§ Cosa deve fare
Trascriva parola per parola tutte le righe riportate qui sotto, senza apportare alcuna modifica.

§ Righe fornite

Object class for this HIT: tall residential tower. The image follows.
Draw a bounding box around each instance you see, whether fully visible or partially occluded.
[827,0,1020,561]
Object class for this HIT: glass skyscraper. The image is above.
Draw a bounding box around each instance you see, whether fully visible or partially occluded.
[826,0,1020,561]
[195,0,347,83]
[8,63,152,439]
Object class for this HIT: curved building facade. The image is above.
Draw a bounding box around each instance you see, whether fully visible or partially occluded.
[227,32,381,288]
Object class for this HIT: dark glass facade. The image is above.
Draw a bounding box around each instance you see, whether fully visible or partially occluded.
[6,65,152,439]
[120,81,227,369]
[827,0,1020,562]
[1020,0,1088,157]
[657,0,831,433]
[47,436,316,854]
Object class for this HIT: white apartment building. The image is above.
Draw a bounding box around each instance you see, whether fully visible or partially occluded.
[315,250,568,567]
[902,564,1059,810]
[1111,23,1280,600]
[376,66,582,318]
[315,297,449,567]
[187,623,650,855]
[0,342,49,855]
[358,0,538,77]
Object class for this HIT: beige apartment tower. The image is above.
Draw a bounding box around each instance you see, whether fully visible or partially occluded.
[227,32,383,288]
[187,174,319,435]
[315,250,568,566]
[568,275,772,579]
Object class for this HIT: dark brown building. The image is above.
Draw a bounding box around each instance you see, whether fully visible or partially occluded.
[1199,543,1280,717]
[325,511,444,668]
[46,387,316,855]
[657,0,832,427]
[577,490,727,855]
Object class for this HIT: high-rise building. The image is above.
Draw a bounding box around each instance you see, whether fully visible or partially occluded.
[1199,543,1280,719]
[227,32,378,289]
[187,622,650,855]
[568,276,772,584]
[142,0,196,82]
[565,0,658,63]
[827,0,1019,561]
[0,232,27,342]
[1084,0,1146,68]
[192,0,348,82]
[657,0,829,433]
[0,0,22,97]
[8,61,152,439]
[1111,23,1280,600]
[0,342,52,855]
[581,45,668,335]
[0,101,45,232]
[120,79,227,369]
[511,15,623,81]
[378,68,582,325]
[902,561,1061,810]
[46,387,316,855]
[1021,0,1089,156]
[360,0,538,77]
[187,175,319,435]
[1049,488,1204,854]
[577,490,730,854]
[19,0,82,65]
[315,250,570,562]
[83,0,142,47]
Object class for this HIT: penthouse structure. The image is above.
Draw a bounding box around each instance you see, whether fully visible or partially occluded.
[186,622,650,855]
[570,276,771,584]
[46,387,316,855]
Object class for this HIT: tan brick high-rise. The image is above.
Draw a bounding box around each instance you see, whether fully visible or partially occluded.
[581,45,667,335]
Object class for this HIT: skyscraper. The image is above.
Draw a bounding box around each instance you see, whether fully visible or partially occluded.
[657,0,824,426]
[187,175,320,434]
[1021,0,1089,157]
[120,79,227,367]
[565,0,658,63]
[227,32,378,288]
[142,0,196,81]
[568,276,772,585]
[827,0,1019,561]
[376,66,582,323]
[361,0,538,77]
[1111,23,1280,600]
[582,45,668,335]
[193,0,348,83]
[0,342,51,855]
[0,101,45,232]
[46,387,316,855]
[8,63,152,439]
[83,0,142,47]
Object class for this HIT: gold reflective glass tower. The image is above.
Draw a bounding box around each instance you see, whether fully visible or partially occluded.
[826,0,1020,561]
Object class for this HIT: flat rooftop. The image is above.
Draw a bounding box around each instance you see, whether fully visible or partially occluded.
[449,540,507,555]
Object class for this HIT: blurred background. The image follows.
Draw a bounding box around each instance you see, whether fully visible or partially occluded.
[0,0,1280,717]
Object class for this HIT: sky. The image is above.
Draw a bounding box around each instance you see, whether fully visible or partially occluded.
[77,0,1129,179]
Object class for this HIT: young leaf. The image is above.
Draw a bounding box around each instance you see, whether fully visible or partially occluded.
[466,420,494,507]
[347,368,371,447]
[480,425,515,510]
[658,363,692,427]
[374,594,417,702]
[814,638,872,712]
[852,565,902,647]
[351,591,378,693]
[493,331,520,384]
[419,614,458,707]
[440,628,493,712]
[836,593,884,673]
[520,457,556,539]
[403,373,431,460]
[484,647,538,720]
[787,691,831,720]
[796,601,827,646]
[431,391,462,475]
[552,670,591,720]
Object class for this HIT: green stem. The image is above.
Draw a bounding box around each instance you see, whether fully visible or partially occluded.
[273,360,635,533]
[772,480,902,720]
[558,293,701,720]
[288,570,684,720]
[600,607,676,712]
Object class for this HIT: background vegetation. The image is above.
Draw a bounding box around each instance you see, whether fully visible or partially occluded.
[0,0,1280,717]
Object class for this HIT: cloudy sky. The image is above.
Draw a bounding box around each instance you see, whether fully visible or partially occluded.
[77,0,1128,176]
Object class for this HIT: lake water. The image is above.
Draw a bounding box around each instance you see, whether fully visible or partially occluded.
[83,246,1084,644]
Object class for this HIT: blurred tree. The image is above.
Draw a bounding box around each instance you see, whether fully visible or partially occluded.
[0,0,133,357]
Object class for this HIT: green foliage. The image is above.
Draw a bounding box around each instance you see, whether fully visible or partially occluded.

§ Risultato
Object class for this HIT: tall residential tower. The image follows.
Draw a bounding box around each instance you see, whether fully visible or partially occluded.
[827,0,1020,561]
Object class for this HIT: glass skyscraper. The image is above.
Draw a bounding box around each instance you see, whether fully visible or partially occluded.
[826,0,1020,561]
[195,0,347,83]
[8,63,152,439]
Object class for this HIT: curved building facade. The image is above.
Draw a bounding box around each instance you see, whether fully visible or partially occluded.
[227,32,381,288]
Object class for this HIT: dark glass facade. The image is above.
Draw a bounding box around each instance you see, whether fully visible or partially occluded.
[6,65,152,439]
[120,81,227,369]
[827,0,1020,562]
[1020,0,1088,157]
[657,0,831,433]
[47,436,316,854]
Object class for this HIT: white apartment building. The image is above.
Draw a bounding box around each instance you see, whether fully visible or partially occluded.
[315,250,568,567]
[902,564,1059,810]
[1111,23,1280,600]
[376,66,582,318]
[315,297,449,567]
[187,623,650,855]
[0,342,49,855]
[358,0,538,77]
Object class for this HIT: beige apartment tower. The image is above.
Draw a bounding box around each instance you see, whether fully visible or partially occluded.
[227,32,383,288]
[187,174,319,435]
[315,250,568,566]
[568,275,772,579]
Object class for this HIT: dark brown building. The image is above.
Draw a bounding box around each instance you see, whether fully visible or partially occluded.
[1199,543,1280,717]
[325,511,444,668]
[46,387,316,855]
[657,0,832,427]
[577,490,727,855]
Object class for this HIT: high-rise building. The image is above.
Draw a bounding box around each instance you see, whether fully visible or partially occluded.
[1199,543,1280,719]
[227,32,378,289]
[187,622,650,855]
[568,276,772,584]
[142,0,196,82]
[565,0,658,63]
[827,0,1019,561]
[0,232,27,342]
[1084,0,1146,68]
[192,0,348,82]
[657,0,829,433]
[0,0,22,97]
[8,61,152,439]
[1111,23,1280,600]
[0,342,52,855]
[581,45,668,335]
[0,101,45,232]
[120,79,227,369]
[511,15,623,81]
[378,68,582,325]
[902,561,1061,810]
[46,387,316,855]
[1021,0,1089,156]
[360,0,538,77]
[187,175,319,435]
[1049,488,1204,854]
[577,490,730,854]
[19,0,82,65]
[315,250,570,562]
[83,0,142,47]
Object class for this HIT: penthouse structure. The image is above.
Draw a bounding box around each instance you see, whether fully visible or partially occluded.
[186,622,650,855]
[570,276,771,584]
[46,387,316,855]
Object class for this HIT: tan brick high-rise. The image is above.
Draw a bounding box around each instance you see, whether fully visible or partially occluded.
[581,45,667,335]
Object class for this HIT: skyscraper. The image is above.
Draw a bounding box around each instance you see, whether fully visible or partially occluded.
[657,0,824,426]
[187,175,320,434]
[1021,0,1089,157]
[120,79,227,367]
[565,0,658,63]
[227,32,378,288]
[142,0,196,81]
[568,276,772,585]
[827,0,1019,561]
[376,66,582,323]
[361,0,538,77]
[1111,23,1280,600]
[582,45,668,335]
[193,0,348,83]
[0,342,51,855]
[0,101,45,232]
[46,387,316,855]
[8,63,152,439]
[83,0,142,47]
Object class for this HIT: gold reflective glass tower. The image is above.
Draw a bounding box around each instance you see, whether fully visible or partially occluded.
[826,0,1020,561]
Object class for this HIT: flat rooftop. The image is above.
Draw a bounding box around each instance you see, whether fully visible or partially occluded.
[449,540,507,555]
Object class for this HIT: blurred background. The image follows.
Draw a bounding box around each instance you see, whether fully visible or partially occluded.
[0,0,1280,717]
Object class for this HIT: sky. The image is above.
Draw a bounding box around each instance you see, whether fully visible or partially occluded.
[77,0,1129,179]
Object class for this HIT: young leaf. The image is above.
Draw a bounding box around each instance you see, whether fully visible or partially occluded.
[466,420,494,507]
[347,368,371,447]
[480,425,515,510]
[658,363,692,427]
[374,594,417,702]
[814,638,872,712]
[852,565,902,647]
[351,591,378,693]
[493,331,520,384]
[419,614,458,707]
[440,628,493,712]
[836,593,884,673]
[520,457,556,539]
[403,373,431,460]
[484,647,538,720]
[787,691,831,720]
[796,601,827,646]
[431,391,462,475]
[552,670,591,720]
Object class for this HIT: green stem. The image is above.
Draw a bounding box around each instance you see, whether fully visible or partially occluded.
[273,360,635,533]
[772,480,902,720]
[558,293,701,720]
[288,570,684,720]
[600,607,676,712]
Object class for this HIT: background vegetation. The image is above.
Draw a bounding box around each instance you see, whether fully visible or partially occluded.
[0,0,1280,717]
Object class for this HIT: cloudy sky. The image is above.
Draw a bounding box around each instance you see, whether fully visible or partially occluded.
[77,0,1128,176]
Object class for this HIT: lake water. The image is above.
Draw a bounding box around each instance you see, whether fully visible or partially occluded.
[83,246,1084,644]
Object class for this HIT: blurred tree. The image is above.
Draw a bounding box around each instance you see, whether fully visible or partially occluded.
[0,0,133,357]
Object class for this HIT: green foliage. The image is above.
Draw a bounding box around each instance you see, whether fully visible or partially occluded.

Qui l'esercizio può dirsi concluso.